Rows from an object pointing dataset
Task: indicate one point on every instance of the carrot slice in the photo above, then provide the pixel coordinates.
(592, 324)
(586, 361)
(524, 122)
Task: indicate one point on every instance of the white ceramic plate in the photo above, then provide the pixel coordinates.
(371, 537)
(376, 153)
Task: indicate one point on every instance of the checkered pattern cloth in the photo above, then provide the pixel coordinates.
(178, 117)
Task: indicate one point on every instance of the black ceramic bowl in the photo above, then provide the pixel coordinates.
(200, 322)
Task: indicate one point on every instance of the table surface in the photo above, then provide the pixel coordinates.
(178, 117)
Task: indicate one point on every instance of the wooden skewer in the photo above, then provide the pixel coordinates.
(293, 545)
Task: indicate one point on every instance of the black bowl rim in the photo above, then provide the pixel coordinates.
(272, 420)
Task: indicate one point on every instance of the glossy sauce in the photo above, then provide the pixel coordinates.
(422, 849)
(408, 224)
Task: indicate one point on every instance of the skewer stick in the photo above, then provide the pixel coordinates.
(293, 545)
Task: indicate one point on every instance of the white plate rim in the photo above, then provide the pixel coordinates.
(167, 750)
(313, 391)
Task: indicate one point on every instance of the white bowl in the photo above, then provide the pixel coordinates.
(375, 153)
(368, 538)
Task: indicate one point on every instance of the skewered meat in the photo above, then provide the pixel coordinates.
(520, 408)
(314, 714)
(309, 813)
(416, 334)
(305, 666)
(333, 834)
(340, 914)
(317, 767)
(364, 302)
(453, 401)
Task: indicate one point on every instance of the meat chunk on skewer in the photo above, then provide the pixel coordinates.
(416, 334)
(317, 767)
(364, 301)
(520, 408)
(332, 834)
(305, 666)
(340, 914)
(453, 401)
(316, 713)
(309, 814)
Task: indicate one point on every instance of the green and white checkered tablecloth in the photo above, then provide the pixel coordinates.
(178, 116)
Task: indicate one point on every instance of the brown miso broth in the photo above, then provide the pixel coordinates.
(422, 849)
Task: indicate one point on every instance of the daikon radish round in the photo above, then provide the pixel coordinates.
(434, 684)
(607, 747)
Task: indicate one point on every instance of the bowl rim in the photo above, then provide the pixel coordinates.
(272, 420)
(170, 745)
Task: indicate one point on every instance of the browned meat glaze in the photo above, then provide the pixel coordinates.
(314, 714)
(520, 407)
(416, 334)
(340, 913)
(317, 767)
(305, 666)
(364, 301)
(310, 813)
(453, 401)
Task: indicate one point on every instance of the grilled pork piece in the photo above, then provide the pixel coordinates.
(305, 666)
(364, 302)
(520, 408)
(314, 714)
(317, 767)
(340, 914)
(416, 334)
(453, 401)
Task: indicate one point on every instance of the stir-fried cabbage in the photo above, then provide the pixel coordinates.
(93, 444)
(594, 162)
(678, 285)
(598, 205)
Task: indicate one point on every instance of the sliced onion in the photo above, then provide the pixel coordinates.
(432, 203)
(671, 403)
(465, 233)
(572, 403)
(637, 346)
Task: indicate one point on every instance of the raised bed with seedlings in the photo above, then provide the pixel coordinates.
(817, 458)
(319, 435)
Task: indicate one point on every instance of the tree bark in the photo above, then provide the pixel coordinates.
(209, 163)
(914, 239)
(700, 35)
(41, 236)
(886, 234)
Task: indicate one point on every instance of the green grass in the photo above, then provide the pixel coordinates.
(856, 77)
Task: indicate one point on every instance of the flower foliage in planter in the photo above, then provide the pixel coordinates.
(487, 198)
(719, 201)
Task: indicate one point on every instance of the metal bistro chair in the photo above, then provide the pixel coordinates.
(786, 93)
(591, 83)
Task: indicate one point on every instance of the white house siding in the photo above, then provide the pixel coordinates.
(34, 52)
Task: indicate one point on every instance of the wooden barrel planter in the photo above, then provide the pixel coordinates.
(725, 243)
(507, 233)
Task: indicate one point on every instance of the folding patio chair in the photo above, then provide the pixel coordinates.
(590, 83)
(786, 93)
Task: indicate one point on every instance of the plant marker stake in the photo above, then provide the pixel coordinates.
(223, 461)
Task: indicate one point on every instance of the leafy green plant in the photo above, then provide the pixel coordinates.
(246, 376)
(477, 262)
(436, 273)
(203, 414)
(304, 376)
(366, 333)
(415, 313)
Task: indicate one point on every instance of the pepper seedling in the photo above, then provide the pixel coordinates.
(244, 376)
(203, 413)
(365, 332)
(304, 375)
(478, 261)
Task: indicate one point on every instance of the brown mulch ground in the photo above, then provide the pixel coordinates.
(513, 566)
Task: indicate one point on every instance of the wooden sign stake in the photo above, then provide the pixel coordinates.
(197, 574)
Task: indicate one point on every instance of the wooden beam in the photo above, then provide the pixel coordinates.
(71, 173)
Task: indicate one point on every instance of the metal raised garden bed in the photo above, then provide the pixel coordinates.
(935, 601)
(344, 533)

Exercise objective:
Can you render every line of the records above as a JSON list of strings, one string per line, leaving out blank lines?

The completed task:
[
  "Task: indicate one point on every instance of the carrot slice in the photo above, then provide the pixel coordinates.",
  "(592, 324)",
  "(586, 361)",
  "(524, 122)",
  "Task: indicate one point on every instance of the white ceramic plate in the photo above, then provide the pixel coordinates.",
  "(371, 537)",
  "(376, 153)",
  "Task: indicate one point on every instance of the checkered pattern cloth in the photo above, then provide the pixel coordinates.",
  "(178, 117)",
  "Task: indicate one point on every instance of the black ceramic bowl in the photo above, then provide the pixel coordinates.",
  "(200, 322)",
  "Task: indicate one point on every instance of the table surface in the photo above, then provide the pixel coordinates.",
  "(178, 117)",
  "Task: indicate one point on every instance of the wooden skewer in the photo above, then provide the pixel coordinates.",
  "(293, 545)",
  "Task: indicate one point on every instance of the black bowl rim in the photo above, then provide the pixel coordinates.",
  "(272, 420)",
  "Task: indicate one point on every instance of the glossy sauce in the photo above, then provide the pixel coordinates.",
  "(422, 849)",
  "(408, 224)",
  "Task: indicate one point on every instance of the skewer stick in the photo above, then provide the pixel coordinates.",
  "(293, 545)",
  "Task: indicate one point on every instance of the white plate rim in the photo above, then provide the pixel coordinates.",
  "(167, 750)",
  "(313, 391)",
  "Task: indicate one point on every instance of the white bowl in the photo above, then provide the pixel coordinates.",
  "(375, 153)",
  "(368, 538)",
  "Task: indicate one point on every instance of the skewered meat in the photo above, then provide the pixel coordinates.",
  "(520, 408)",
  "(314, 714)",
  "(309, 813)",
  "(416, 334)",
  "(305, 666)",
  "(333, 834)",
  "(340, 914)",
  "(317, 767)",
  "(364, 302)",
  "(453, 401)",
  "Task: indicate one point on every instance of the meat chunk on skewer in the photo above, then provide the pixel coordinates.",
  "(416, 334)",
  "(317, 767)",
  "(364, 301)",
  "(520, 408)",
  "(332, 834)",
  "(305, 666)",
  "(340, 914)",
  "(453, 401)",
  "(316, 713)",
  "(309, 814)",
  "Task: indicate one point on every instance of the green and white checkered tablecloth in the photo above, then provide the pixel coordinates.",
  "(178, 116)",
  "Task: indicate one point on every instance of the brown miso broth in the photo above, then provide the pixel coordinates.",
  "(422, 849)",
  "Task: indicate one point on every instance of the daikon radish round in the photo above, then provide the pixel coordinates.",
  "(434, 684)",
  "(607, 747)",
  "Task: indicate one point on every instance of the bowl rim in the photo above, then provide the pixel coordinates.",
  "(272, 420)",
  "(170, 745)",
  "Task: indicate one point on every instance of the browned meat glaze in the photo above, then provide the pixel coordinates.",
  "(314, 714)",
  "(520, 407)",
  "(416, 334)",
  "(340, 913)",
  "(317, 767)",
  "(305, 666)",
  "(364, 301)",
  "(310, 813)",
  "(453, 401)",
  "Task: indicate one point on every instance of the grilled pork piece in the photo above, then provide the pixel coordinates.",
  "(305, 666)",
  "(364, 302)",
  "(520, 408)",
  "(314, 714)",
  "(317, 767)",
  "(340, 914)",
  "(416, 334)",
  "(453, 401)",
  "Task: indicate one point on every instance of the stir-fried cabbage in the photo above, then provide the pixel coordinates.",
  "(93, 444)",
  "(594, 162)",
  "(678, 285)",
  "(598, 205)",
  "Task: indicate one point on every instance of the sliced onion in the photo above, then provide the pixel coordinates.",
  "(432, 203)",
  "(671, 403)",
  "(465, 233)",
  "(572, 403)",
  "(637, 346)",
  "Task: indicate one point on every instance of the raised bed with seedlings in the photo above, then provide the pixel coordinates.",
  "(817, 458)",
  "(319, 435)",
  "Task: indicate one point on every instance of the tree bark in the photo above, then provide the pixel coordinates.",
  "(209, 163)",
  "(914, 239)",
  "(700, 35)",
  "(41, 236)",
  "(886, 234)",
  "Task: indicate one point on every instance of the green grass in the photo above, then provide the pixel coordinates.",
  "(856, 77)",
  "Task: indicate one point on every instance of the flower foliage in planter in the photo above, then provide the pixel coordinates.",
  "(487, 198)",
  "(719, 201)",
  "Task: indicate one point on every instance of the metal bistro chair in the photo above, then provide the pixel coordinates.",
  "(786, 93)",
  "(591, 83)",
  "Task: indicate one point on every instance of the white house siding in the photo above, then provide the pixel coordinates.",
  "(34, 52)",
  "Task: indicate one point on every instance of the wooden barrel planter in the photo above, then provide the pixel coordinates.",
  "(725, 243)",
  "(507, 233)",
  "Task: indicate one point on every instance of the folding patio chair in the photo above, then provide the pixel coordinates.",
  "(590, 83)",
  "(786, 93)",
  "Task: indicate one point on every instance of the plant marker stake in the photo above, then provide the pixel coordinates.",
  "(223, 461)",
  "Task: indicate one point on every instance of the leafy green plant in the photo above, then provide the pixel coordinates.",
  "(246, 376)",
  "(477, 262)",
  "(436, 273)",
  "(203, 414)",
  "(304, 376)",
  "(366, 333)",
  "(415, 313)",
  "Task: indicate one point on every instance of the pepper seedling in the photo above, then provide the pixel coordinates.",
  "(244, 376)",
  "(203, 413)",
  "(365, 332)",
  "(304, 375)",
  "(478, 261)",
  "Task: indicate one point on every instance of the brown mulch ground in the photo above, then provide the pixel coordinates.",
  "(513, 566)",
  "Task: indicate one point on every instance of the wooden sign stake in the photo above, then provide the pixel coordinates.",
  "(197, 574)",
  "Task: indicate one point on every instance of the wooden beam in the photo above, then provide the pixel coordinates.",
  "(71, 173)",
  "Task: indicate one point on every instance of the metal raised garden bed in the photo above, then provide the pixel coordinates.",
  "(935, 601)",
  "(344, 533)"
]